YOUR INSTRUCTIONS
Without the images, repeat every line of the listing verbatim.

MATERIAL PROVIDED

*****

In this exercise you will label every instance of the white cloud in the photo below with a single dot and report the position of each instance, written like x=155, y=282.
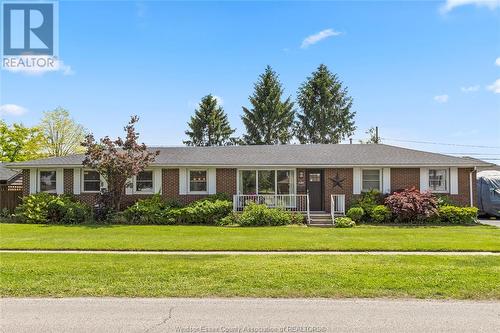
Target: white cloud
x=441, y=98
x=495, y=87
x=59, y=66
x=12, y=110
x=470, y=89
x=452, y=4
x=313, y=39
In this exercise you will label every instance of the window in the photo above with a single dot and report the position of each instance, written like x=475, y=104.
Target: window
x=285, y=182
x=438, y=180
x=370, y=180
x=266, y=182
x=144, y=182
x=248, y=182
x=197, y=180
x=48, y=181
x=91, y=181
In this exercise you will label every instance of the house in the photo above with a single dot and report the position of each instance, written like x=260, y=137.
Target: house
x=308, y=178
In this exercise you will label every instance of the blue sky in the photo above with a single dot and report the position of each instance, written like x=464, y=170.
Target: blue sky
x=421, y=71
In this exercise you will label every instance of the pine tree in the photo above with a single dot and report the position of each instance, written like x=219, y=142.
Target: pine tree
x=325, y=114
x=269, y=121
x=209, y=126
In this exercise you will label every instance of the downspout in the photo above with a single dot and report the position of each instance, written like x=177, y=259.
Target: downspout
x=470, y=187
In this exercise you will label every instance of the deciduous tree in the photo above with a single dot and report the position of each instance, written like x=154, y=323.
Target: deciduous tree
x=62, y=135
x=118, y=160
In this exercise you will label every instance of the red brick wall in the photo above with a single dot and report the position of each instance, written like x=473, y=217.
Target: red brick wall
x=347, y=185
x=402, y=178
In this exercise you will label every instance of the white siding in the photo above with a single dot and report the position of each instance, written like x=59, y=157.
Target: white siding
x=424, y=179
x=453, y=180
x=33, y=181
x=386, y=180
x=356, y=181
x=77, y=180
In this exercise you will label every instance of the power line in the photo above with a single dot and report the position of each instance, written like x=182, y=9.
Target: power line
x=443, y=144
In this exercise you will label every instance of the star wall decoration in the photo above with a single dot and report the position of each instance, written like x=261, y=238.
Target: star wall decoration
x=337, y=181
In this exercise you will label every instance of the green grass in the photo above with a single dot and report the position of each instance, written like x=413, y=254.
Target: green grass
x=334, y=276
x=119, y=237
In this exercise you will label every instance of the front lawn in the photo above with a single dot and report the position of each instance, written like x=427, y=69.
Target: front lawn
x=335, y=276
x=206, y=238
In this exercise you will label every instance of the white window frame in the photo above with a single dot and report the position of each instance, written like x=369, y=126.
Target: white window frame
x=83, y=181
x=39, y=185
x=134, y=182
x=189, y=181
x=447, y=180
x=380, y=179
x=294, y=179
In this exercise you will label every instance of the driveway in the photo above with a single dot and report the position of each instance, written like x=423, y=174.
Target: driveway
x=246, y=315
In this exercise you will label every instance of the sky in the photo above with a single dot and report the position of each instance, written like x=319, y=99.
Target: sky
x=426, y=71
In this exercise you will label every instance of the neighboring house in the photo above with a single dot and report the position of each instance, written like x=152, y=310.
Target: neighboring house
x=299, y=177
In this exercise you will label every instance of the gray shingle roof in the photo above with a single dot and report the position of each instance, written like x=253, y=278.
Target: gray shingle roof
x=289, y=155
x=6, y=174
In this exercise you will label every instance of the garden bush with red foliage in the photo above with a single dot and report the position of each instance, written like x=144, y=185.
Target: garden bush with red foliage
x=412, y=206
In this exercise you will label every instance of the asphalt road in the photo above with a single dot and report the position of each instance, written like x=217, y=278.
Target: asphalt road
x=246, y=315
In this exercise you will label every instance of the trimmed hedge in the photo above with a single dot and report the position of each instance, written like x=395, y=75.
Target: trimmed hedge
x=457, y=215
x=344, y=222
x=46, y=208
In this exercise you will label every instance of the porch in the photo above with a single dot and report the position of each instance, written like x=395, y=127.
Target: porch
x=299, y=203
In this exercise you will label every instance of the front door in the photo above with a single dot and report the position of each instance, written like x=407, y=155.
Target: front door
x=314, y=182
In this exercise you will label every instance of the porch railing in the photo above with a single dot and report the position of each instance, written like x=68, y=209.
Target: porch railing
x=289, y=202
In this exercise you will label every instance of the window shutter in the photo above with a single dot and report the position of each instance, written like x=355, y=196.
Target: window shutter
x=212, y=181
x=183, y=181
x=386, y=180
x=77, y=180
x=157, y=181
x=129, y=190
x=356, y=180
x=424, y=179
x=453, y=180
x=59, y=180
x=33, y=181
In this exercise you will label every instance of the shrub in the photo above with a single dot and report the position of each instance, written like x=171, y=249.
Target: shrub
x=46, y=208
x=412, y=206
x=458, y=215
x=368, y=201
x=356, y=214
x=261, y=215
x=380, y=214
x=205, y=212
x=344, y=222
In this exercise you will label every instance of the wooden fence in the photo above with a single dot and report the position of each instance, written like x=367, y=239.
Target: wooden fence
x=10, y=196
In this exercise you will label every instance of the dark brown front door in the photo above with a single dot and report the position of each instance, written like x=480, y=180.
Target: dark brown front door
x=314, y=182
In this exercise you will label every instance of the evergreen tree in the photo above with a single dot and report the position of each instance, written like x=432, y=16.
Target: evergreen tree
x=209, y=126
x=269, y=121
x=325, y=109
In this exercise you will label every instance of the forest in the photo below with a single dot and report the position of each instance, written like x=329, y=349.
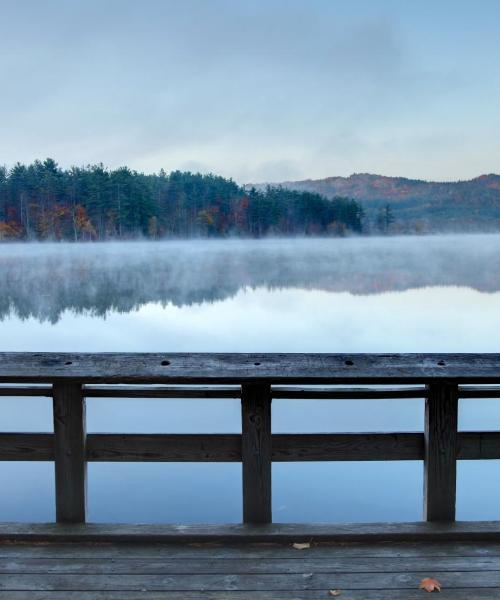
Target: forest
x=41, y=201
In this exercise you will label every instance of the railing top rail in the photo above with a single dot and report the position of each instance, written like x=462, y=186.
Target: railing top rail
x=215, y=368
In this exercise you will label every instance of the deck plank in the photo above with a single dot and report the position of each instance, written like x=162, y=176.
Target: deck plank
x=378, y=571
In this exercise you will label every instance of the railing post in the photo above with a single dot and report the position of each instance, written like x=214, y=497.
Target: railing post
x=256, y=452
x=70, y=459
x=441, y=442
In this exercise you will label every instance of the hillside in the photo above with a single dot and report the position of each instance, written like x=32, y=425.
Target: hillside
x=416, y=205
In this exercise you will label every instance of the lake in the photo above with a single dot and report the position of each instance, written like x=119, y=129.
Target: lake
x=393, y=294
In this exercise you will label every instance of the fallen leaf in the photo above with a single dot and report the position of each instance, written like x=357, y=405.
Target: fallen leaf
x=430, y=585
x=301, y=546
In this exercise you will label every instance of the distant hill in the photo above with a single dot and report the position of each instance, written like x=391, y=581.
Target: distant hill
x=416, y=205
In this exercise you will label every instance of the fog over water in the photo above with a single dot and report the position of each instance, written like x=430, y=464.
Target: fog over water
x=413, y=294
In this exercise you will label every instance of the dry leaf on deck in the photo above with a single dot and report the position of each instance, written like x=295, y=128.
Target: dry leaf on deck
x=430, y=585
x=301, y=546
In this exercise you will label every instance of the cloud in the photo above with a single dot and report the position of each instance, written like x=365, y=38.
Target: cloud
x=257, y=90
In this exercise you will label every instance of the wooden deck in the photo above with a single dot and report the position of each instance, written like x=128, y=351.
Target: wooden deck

*****

OUTPUT FOR THIS EXERCISE
In this exercise you will label every instance of the white cloud in the photo below with a single dot and report the position of each instance, written like x=155, y=282.
Target: white cloud
x=441, y=98
x=495, y=87
x=59, y=66
x=12, y=110
x=470, y=89
x=452, y=4
x=313, y=39
In this exercise you will label every instance of the window in the photo above with a single dot and report the position of each instance, written like x=475, y=104.
Target: window
x=285, y=182
x=438, y=180
x=370, y=180
x=266, y=182
x=144, y=182
x=248, y=182
x=197, y=180
x=48, y=181
x=91, y=181
In this exercise you will label every instance of the house in the photo above with a single dot and report the position of each instance, written like x=260, y=137.
Target: house
x=308, y=178
In this exercise you will label every instance of the blue sky in the photo above with a single dot and report the position of each instance, written like x=464, y=170.
Target: blue sky
x=421, y=71
In this exercise you will label every instance of the pine tree in the photo above with a single dot and report the position of each instance, written like x=219, y=142.
Target: pine tree
x=325, y=114
x=269, y=121
x=209, y=126
In this exercise you will label every instance of the downspout in the photo above with a single dot and report the position of each instance, written like x=177, y=259.
Target: downspout
x=470, y=187
In this exercise you will label every instance of the deciduous tree in the photo above with a single dot and report the position of each instance, written like x=154, y=323.
Target: deciduous tree
x=62, y=135
x=118, y=160
In this exercise you will label every instance of the red brick wall in the photo above with a single dot and report the position of each instance, written like x=473, y=217.
Target: red brick wall
x=347, y=185
x=402, y=178
In this exercise you will label every instance of the white siding in the photo above with a single dot and report the position of each instance, written like x=59, y=157.
Target: white siding
x=424, y=179
x=453, y=180
x=33, y=181
x=386, y=180
x=356, y=181
x=77, y=180
In this exercise you will label every instance of the power line in the photo above with a single dot and report the position of each instance, written like x=182, y=9.
Target: power line
x=443, y=144
In this exercise you will label every instance of the star wall decoration in the photo above with a single dot and report the position of each instance, written like x=261, y=238.
Target: star wall decoration
x=337, y=181
In this exercise you will label every instance of the green grass in the photo above with a single dot and report the position of each instance, written like x=413, y=254.
Target: green grass
x=334, y=276
x=119, y=237
In this exercise you will label every instance of the front lawn in the photo above with a single dot and report the position of each instance, written like x=427, y=69.
Target: front lawn
x=335, y=276
x=206, y=238
In this exercise you will label every instance of the white window frame in the photo above with a single dot and report the position of each instance, written like x=369, y=126.
Target: white window frame
x=83, y=181
x=39, y=185
x=134, y=182
x=189, y=181
x=447, y=180
x=380, y=179
x=294, y=179
In this exercise you will label every instance of the driveway in the photo above with a single dot and report the position of each instance, written like x=423, y=174.
Target: driveway
x=246, y=315
In this exercise you will label every instance of the sky in the photo above with a single dot and report the position of each instance, written like x=319, y=99.
Target: sky
x=426, y=71
In this exercise you will label every instance of the neighboring house in the photo above with a single dot and report the position of each instance, written like x=152, y=310.
Target: neighboring house
x=299, y=177
In this exercise you will label every instance of the gray shingle roof in the photo above with a single dot and report the position of each instance, written like x=253, y=278.
Target: gray shingle roof
x=289, y=155
x=6, y=174
In this exercise you will label every instance of the garden bush with red foliage in the photo above with a single dot and report the position of each instance, written like x=144, y=185.
Target: garden bush with red foliage
x=412, y=206
In this exercise you will label every instance of the asphalt road in the photo above with a single dot and report the position of each instance, written like x=217, y=278.
Target: asphalt road
x=246, y=315
In this exercise you will label every instance of the trimmed hedge in the photo above with a single dot and report the position of each instance, written like x=395, y=75.
Target: trimmed hedge
x=457, y=215
x=344, y=222
x=46, y=208
In this exercise you will label every instance of the porch in the photo above with a single dot and report the position of each instance, written like x=395, y=127.
Target: porch
x=299, y=203
In this exercise you will label every instance of the front door in the photo above with a single dot and report the position of each instance, written like x=407, y=155.
Target: front door
x=314, y=182
In this exercise you will label every instance of the porch railing in the photo above with a single dot and report the position of each instance, written like x=68, y=209.
Target: porch railing
x=289, y=202
In this exercise you will label every instance of the window shutter in the photo above with a single dot and report the position of each instance, written like x=355, y=196.
Target: window shutter
x=212, y=181
x=183, y=181
x=386, y=180
x=77, y=180
x=157, y=181
x=129, y=190
x=356, y=180
x=424, y=179
x=453, y=180
x=59, y=180
x=33, y=181
In this exercise you will label every instance of the shrub in the photo above with a single dot and report the position of each instance, written like x=171, y=249.
Target: shrub
x=46, y=208
x=412, y=206
x=458, y=215
x=368, y=201
x=356, y=214
x=261, y=215
x=380, y=214
x=205, y=212
x=344, y=222
In this exercise you will label every instance of the wooden fence in the photo above with a single dot and report the position of each instance, written like x=367, y=239.
Target: wooden fence
x=10, y=196
In this exercise you will label every instance of the dark brown front door in the photo above with a single dot and report the position of each instance, written like x=480, y=180.
Target: dark brown front door
x=314, y=182
In this exercise you will label every instance of the evergreen tree in the photo above with a single dot and report the position of each instance, written like x=432, y=16.
Target: evergreen tree
x=209, y=126
x=269, y=121
x=325, y=109
In this exercise you will label every instance of the forest in the photo below with a single dot and report the position of each instance, written like x=329, y=349.
Target: forest
x=41, y=201
In this exercise you will label every instance of the railing top rail in the photo above with a single dot and report the position of each instance, written like x=462, y=186.
Target: railing top rail
x=215, y=368
In this exercise you will label every instance of the deck plank in the photo above with a single dot and report the position of each instance, written like x=162, y=176.
Target: deck plank
x=378, y=571
In this exercise you will label every instance of the railing post in the photo above with a single dot and report the position of each instance, written like x=214, y=497.
Target: railing post
x=256, y=452
x=70, y=459
x=441, y=442
In this exercise you will label every instance of the hillside in the photo above with a single dot and report the position of each instance, written like x=32, y=425.
Target: hillside
x=416, y=205
In this exercise you will label every instance of the lake in the photo above with a single dot and report the position of each instance, written like x=119, y=129.
Target: lake
x=393, y=294
In this exercise you will label every instance of the fallen leaf in the photo above with a single dot and report the position of each instance, written like x=357, y=405.
Target: fallen leaf
x=430, y=585
x=301, y=546
In this exercise you will label every instance of the distant hill in the photo above with a single dot and report the position of each instance, written like x=391, y=581.
Target: distant hill
x=416, y=205
In this exercise you will label every instance of the fog over water in the photo above with a single dot and report the position of each instance, written like x=430, y=464.
Target: fog over water
x=413, y=294
In this exercise you will label every instance of the dry leaf on deck in the photo above with a single dot and report the position of each instance, written like x=295, y=128.
Target: dry leaf on deck
x=430, y=585
x=301, y=546
In this exercise you will label every instance of the cloud in the photo above with a single dot and report the position of each instance, written like x=365, y=38.
Target: cloud
x=257, y=90
In this exercise you will label every instance of the wooden deck in the photo above with a single dot and report the position of each instance, written like x=128, y=351.
Target: wooden deck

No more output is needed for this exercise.